- _Challenge_
Write out the data below word for word, from the line with "of the fingernail" through the end of the data, including both ends.

- _Data shown_

--

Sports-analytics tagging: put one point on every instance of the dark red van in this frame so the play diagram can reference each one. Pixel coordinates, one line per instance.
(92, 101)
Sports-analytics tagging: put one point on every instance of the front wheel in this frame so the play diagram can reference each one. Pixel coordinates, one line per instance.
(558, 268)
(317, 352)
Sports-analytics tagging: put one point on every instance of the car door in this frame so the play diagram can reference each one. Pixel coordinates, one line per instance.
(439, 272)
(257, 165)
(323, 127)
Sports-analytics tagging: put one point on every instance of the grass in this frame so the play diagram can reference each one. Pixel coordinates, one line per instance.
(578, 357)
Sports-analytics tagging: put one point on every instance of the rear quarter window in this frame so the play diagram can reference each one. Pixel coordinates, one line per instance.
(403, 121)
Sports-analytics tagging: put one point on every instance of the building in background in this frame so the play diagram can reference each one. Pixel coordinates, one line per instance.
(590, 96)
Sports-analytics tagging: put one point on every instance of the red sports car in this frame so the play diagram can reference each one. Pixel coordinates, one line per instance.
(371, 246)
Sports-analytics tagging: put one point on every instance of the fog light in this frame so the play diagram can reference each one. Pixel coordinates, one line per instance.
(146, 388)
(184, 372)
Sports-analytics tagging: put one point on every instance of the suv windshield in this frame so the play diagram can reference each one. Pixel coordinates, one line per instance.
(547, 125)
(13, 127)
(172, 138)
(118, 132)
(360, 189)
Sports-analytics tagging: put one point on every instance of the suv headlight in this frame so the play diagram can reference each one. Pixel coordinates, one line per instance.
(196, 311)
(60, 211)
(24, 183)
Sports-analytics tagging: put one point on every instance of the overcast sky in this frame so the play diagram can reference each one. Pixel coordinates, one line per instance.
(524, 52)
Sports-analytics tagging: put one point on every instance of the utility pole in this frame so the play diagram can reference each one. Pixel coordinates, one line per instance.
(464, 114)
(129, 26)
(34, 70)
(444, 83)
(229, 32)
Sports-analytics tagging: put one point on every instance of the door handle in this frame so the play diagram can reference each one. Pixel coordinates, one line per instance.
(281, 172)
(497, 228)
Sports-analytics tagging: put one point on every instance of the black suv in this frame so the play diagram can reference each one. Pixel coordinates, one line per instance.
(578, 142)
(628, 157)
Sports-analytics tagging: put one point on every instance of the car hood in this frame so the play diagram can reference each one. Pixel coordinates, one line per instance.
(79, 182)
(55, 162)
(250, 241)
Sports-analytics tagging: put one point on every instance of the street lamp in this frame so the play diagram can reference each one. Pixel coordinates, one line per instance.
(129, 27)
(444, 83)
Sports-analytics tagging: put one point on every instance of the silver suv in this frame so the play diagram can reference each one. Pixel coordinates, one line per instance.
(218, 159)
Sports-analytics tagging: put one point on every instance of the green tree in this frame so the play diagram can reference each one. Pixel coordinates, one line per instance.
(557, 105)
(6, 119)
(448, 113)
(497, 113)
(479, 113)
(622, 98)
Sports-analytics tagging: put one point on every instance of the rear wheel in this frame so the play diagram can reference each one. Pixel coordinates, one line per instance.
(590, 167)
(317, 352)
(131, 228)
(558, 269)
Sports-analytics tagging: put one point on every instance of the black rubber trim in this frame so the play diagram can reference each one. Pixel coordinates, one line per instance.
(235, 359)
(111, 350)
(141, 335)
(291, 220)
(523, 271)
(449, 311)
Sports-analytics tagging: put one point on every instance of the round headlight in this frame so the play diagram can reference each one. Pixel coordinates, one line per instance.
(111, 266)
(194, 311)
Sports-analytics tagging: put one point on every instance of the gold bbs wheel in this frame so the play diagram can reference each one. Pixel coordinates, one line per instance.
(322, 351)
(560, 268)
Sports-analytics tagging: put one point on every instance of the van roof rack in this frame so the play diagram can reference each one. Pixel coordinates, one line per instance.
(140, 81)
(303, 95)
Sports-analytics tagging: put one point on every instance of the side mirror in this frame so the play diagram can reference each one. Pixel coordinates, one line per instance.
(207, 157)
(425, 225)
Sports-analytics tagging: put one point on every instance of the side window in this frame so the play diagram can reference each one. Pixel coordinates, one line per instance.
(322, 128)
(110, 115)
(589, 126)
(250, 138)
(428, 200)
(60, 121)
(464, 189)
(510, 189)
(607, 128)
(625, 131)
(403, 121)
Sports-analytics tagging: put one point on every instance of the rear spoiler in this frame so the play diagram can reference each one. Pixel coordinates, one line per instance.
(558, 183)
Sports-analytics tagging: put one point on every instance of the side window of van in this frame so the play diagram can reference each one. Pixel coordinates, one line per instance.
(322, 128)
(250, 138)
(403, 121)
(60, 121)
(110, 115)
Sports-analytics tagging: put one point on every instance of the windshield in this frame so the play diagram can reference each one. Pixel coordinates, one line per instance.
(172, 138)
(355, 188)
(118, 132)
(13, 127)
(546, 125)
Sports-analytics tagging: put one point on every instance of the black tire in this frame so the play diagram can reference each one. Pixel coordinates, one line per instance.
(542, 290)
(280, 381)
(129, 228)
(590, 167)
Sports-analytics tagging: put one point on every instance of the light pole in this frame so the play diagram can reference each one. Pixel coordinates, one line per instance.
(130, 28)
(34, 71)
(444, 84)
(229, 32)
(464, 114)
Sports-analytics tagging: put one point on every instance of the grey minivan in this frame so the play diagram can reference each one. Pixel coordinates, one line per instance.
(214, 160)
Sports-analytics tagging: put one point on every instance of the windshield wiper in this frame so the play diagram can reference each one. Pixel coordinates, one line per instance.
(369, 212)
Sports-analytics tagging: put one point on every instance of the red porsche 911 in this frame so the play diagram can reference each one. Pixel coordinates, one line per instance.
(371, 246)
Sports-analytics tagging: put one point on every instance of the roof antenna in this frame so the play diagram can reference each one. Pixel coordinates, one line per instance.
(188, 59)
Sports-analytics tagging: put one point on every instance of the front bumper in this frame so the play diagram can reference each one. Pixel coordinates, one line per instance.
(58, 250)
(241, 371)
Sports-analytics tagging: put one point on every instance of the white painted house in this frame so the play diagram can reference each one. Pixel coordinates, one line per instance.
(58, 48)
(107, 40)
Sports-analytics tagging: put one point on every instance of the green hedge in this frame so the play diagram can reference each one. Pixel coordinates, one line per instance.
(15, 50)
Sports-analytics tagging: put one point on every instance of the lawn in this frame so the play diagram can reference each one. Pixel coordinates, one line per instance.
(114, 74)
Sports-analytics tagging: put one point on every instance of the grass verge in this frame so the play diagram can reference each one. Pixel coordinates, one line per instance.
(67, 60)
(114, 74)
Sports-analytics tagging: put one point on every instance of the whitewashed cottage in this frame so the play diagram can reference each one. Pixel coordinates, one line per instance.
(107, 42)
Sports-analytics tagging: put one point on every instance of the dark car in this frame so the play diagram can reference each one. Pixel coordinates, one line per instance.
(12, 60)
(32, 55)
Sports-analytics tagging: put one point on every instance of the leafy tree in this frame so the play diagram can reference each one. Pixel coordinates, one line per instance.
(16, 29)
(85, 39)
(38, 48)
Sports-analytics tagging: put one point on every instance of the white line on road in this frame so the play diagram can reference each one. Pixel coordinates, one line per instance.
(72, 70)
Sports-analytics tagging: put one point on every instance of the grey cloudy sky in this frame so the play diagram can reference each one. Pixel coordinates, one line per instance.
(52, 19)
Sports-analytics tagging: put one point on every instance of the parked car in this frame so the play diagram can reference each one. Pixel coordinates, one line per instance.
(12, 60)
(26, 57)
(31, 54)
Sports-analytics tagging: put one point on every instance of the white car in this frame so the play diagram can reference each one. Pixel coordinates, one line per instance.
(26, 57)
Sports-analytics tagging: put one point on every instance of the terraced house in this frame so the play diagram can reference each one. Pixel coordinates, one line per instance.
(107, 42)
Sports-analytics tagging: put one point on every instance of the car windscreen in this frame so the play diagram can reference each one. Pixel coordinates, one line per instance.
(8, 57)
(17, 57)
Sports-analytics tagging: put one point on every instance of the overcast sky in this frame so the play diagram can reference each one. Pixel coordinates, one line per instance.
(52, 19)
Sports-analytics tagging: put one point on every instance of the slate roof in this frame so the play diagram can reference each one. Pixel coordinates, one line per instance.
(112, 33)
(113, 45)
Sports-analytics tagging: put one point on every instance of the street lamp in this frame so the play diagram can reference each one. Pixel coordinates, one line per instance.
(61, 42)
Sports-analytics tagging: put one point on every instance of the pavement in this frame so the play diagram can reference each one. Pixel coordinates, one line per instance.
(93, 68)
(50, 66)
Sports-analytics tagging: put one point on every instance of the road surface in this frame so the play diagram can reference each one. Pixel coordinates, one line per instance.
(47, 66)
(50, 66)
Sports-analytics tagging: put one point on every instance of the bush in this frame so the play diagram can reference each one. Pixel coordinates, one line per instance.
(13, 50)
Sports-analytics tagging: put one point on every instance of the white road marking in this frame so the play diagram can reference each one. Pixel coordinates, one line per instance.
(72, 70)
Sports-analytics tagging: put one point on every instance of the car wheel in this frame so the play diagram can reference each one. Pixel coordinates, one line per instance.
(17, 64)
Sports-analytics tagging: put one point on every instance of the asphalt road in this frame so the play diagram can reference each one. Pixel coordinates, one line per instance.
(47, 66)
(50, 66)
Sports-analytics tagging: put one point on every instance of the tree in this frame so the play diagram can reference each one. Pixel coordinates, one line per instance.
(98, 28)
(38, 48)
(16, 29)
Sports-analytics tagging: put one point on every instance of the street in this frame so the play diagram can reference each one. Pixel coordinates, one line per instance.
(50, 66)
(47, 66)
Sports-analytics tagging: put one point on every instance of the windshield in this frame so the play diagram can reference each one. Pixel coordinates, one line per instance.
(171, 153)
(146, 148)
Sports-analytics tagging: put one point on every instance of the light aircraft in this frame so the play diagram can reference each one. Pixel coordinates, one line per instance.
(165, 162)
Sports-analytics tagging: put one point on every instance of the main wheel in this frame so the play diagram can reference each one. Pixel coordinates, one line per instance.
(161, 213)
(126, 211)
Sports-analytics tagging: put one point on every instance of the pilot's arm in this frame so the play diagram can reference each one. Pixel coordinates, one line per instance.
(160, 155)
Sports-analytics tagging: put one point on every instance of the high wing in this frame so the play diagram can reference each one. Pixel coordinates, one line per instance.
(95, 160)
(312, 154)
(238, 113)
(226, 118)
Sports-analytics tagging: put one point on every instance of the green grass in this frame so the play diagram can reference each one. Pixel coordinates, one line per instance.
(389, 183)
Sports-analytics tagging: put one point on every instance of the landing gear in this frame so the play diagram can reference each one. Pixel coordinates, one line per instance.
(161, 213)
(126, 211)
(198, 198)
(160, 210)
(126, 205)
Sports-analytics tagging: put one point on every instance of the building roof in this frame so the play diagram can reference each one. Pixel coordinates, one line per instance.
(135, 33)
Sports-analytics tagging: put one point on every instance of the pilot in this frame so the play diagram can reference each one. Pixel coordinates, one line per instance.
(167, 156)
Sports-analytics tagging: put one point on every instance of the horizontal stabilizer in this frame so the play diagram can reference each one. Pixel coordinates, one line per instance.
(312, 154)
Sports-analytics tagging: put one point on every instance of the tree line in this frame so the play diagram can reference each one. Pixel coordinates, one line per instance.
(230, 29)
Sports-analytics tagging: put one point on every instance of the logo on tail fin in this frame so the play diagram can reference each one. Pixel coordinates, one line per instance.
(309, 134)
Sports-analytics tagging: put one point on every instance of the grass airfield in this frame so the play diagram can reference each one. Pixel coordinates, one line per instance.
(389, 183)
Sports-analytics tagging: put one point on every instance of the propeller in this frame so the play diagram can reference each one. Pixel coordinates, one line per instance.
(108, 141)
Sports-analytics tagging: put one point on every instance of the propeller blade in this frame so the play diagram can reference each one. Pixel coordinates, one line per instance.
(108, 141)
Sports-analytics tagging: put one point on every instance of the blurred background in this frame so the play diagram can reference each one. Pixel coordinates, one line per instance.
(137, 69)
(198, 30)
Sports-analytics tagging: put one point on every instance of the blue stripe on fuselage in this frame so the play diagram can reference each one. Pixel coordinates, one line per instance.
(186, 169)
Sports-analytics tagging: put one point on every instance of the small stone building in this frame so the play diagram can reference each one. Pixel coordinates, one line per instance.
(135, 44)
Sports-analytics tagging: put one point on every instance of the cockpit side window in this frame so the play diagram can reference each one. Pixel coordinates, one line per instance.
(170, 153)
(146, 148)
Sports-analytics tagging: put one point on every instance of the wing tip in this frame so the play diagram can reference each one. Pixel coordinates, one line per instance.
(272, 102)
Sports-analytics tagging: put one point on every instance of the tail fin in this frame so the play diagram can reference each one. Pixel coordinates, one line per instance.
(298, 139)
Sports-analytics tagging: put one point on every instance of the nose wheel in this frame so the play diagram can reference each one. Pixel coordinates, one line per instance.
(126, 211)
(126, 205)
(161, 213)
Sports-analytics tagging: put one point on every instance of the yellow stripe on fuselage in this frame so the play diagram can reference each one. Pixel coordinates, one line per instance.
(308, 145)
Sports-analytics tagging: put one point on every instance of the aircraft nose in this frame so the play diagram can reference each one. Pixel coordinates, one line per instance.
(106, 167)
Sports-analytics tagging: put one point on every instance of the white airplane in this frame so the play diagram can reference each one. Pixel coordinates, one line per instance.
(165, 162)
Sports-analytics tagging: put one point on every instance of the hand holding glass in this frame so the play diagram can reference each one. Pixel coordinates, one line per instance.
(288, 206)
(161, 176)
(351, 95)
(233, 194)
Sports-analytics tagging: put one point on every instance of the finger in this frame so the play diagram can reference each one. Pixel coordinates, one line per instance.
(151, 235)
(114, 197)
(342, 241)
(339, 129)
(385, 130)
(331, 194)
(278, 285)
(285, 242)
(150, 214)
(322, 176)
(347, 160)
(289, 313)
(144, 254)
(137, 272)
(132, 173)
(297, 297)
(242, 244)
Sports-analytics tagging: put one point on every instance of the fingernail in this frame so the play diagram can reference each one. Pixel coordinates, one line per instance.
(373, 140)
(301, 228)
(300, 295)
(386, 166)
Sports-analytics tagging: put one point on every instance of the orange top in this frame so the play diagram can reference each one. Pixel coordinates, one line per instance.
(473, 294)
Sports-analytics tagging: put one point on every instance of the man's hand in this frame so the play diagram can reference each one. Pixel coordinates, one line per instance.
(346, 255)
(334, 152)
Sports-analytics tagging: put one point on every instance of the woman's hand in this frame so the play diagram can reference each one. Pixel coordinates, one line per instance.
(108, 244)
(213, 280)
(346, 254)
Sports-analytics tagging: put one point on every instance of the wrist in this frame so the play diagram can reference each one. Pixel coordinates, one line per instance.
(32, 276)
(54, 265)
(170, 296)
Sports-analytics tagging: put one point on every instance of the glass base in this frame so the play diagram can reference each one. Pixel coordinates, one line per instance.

--

- _Response_
Sports-analytics tagging: put one point on every instance of the fingernail in this frame so the play diagram can reference each one. Pixel coordinates, one line per instance.
(373, 140)
(301, 228)
(300, 295)
(386, 166)
Sports-analytics tagging: put one point on every instance of the orange top in this frame so the play diagram can reference each one. Pixel coordinates, one line per instance.
(473, 294)
Sports-analytics tagging: put one point on every instance of the man's hand in this frame so the play diagram can reference each one. Pixel coordinates, one line per instance.
(346, 255)
(334, 152)
Sports-analytics tagging: put one point on every instance of the woman's hand in this frame so the play diagram can reference each one. Pixel coordinates, one line per instance.
(108, 244)
(213, 280)
(346, 254)
Sports-analytics tagging: put one point on every instance of the wrist in this frame so the play diagram can reference each one. Pixel coordinates, one line per instance.
(32, 276)
(54, 265)
(170, 296)
Sports-analytics tagging: put one point on every instance of the glass base in this frame so the play diagram can reference each one. Pixel coordinates, one line per instance.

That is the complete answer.